ОТРЫВОК>
——
Впрочем, «всякое» чаще происходит не с любопытными журналистами, а с самими шахтёрами. «Это лодка (в которую грузят уголь. — Фокус) соскочила. Хорошо, что в каске был, а то бы без башки остался», — объясняет Исиков происхождение свежего рубца на бритой голове. Опасные условия работы и постоянный риск шахтёра и его родню не смущают. «Некуда деваться, кругом только «дырки» и есть. А у меня семья», — говорит его 27-летний сын Андрей. Он берётся работать в самых опасных копанках, где плохо укреплены стволы и велика вероятность обвала. За это его называют «камикадзе». И, судя по печальной статистике, не зря. Если с 1991 г. на легальных шахтах в Украине погибло около 6000 людей, то в копанках — в разы больше. Волынец прикидывает, что за месяц в «дырках» гибнут около 12 человек. «Иногда людей из шахты просто не достают. Или констатируют смерть от сердечной недостаточности, когда человек на самом деле отравился газом», — отмечает нардеп.

Тяга к прекрасному. Шахтёр-камикадзе Андрей души не чает в своих голубях

Сами шахтёры о худшем стараются не думать. Вопреки статистике и здравому смыслу, Исиков и его приёмный сын в один голос утверждают, что любят свою работу. «Или привык, или втянулся, но в копанку хожу, как на праздник. Сделал дело, туда-сюда, приятно. Это ж уметь надо», — искренне объясняет Исиков-старший. Тем более что у него с сыном в жизни есть отдушина. Они, как и их земляк президент Виктор Янукович, разводят голубей. Голубятня у них поскромнее той, что в госрезиденции в Межигорье. Зато держать птиц — дешёвый способ скоротать время и приобщиться к прекрасному между сменами в копанках.
——
ФРАГМЕНТ НАБОРА ДАННЫХ>
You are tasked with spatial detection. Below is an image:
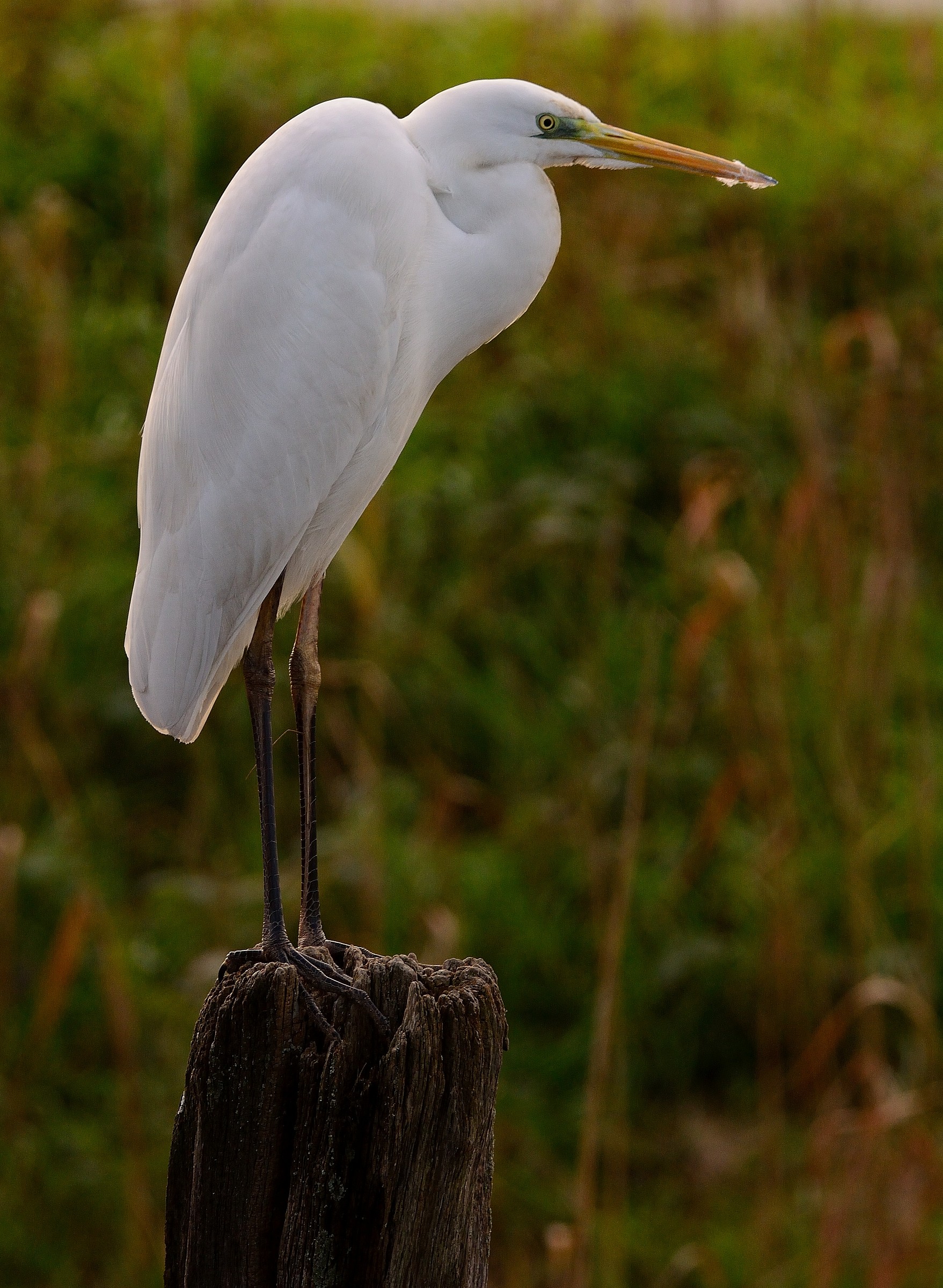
——
ЗАДАНИЕ> Верните целиком отрывок о шахтёрах из копанок, ничего в нём не меняя.

РЕШЕНИЕ ЗАДАНИЯ>
Впрочем, «всякое» чаще происходит не с любопытными журналистами, а с самими шахтёрами. «Это лодка (в которую грузят уголь. — Фокус) соскочила. Хорошо, что в каске был, а то бы без башки остался», — объясняет Исиков происхождение свежего рубца на бритой голове. Опасные условия работы и постоянный риск шахтёра и его родню не смущают. «Некуда деваться, кругом только «дырки» и есть. А у меня семья», — говорит его 27-летний сын Андрей. Он берётся работать в самых опасных копанках, где плохо укреплены стволы и велика вероятность обвала. За это его называют «камикадзе». И, судя по печальной статистике, не зря. Если с 1991 г. на легальных шахтах в Украине погибло около 6000 людей, то в копанках — в разы больше. Волынец прикидывает, что за месяц в «дырках» гибнут около 12 человек. «Иногда людей из шахты просто не достают. Или констатируют смерть от сердечной недостаточности, когда человек на самом деле отравился газом», — отмечает нардеп.

Тяга к прекрасному. Шахтёр-камикадзе Андрей души не чает в своих голубях

Сами шахтёры о худшем стараются не думать. Вопреки статистике и здравому смыслу, Исиков и его приёмный сын в один голос утверждают, что любят свою работу. «Или привык, или втянулся, но в копанку хожу, как на праздник. Сделал дело, туда-сюда, приятно. Это ж уметь надо», — искренне объясняет Исиков-старший. Тем более что у него с сыном в жизни есть отдушина. Они, как и их земляк президент Виктор Янукович, разводят голубей. Голубятня у них поскромнее той, что в госрезиденции в Межигорье. Зато держать птиц — дешёвый способ скоротать время и приобщиться к прекрасному между сменами в копанках.